## Reading passage

House GOP wonders if it could impeach Obama

By Stewart M. Powell

 

WASHINGTON – With one eye on the 2014 midterm elections and the other on the battle for the White House in 2016, House Republicans on Tuesday conducted a largely academic investigation into the legal standards for impeaching a sitting president.

 

Republican lawmakers devoted a hearing by the House Judiciary Committee to gently questioning four invited legal scholars for three and a half hours about whether President Obama had “crossed the line” with a series of “unilateral” executive actions that allegedly bypassed Congress or ignored federal laws.

 

 

The hearing came three weeks after 11 House Republicans, led by Rep. Pete Olson, R-Sugar Land, prepared to lodge four articles of impeachment against Attorney General Eric Holder for allegedly violating federal law. If adopted by the Republican-led House, the charges could lead to a high-profile Senate trial to remove Holder from office before the 2014 mid-term congressional elections.

 

“President Obama is the first president since Richard Nixon to ignore a duly enacted law simply because he disagrees with it,” insisted Rep. Robert Goodlatte, R-Va., chairman of the powerful panel and the official whose staff selected the witnesses. “In place of the checks and balances established by the Constitution, President Obama has proclaimed that, ‘I refuse to take no for an answer,’ and that ‘Where Congress won’t act, I will.’ ”

 

‘Rhetorical wasteland’

 

Democrats largely boycotted the hearing that had all the hallmarks of carefully staged political theater.

 

Rep. Sheila Jackson Lee, D-Houston, dubbed the legalistic marathon “a rhetorical wasteland.” Rep. Steve Cohen, D-Tenn., stepped into the hearing room late in the proceedings to pointedly emphasize that no one had called directly for Obama’s impeachment.

## Work request
According to the article on the House impeachment hearing, why did Rep. Steve Cohen step into the hearing room late in the proceedings? Answer in one to three sentences. The items have no connection to the article about the House impeachment hearing.

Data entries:
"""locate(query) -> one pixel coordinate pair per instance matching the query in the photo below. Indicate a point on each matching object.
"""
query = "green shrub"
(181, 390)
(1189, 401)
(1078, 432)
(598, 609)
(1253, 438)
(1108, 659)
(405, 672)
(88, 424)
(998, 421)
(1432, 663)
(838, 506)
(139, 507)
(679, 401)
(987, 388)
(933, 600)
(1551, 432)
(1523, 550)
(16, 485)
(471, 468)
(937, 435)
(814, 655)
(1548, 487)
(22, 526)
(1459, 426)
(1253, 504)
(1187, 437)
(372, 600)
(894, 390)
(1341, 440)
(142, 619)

## Response below
Rep. Steve Cohen stepped into the hearing room late in the proceedings to pointedly emphasize that no one had called directly for President Obama's impeachment.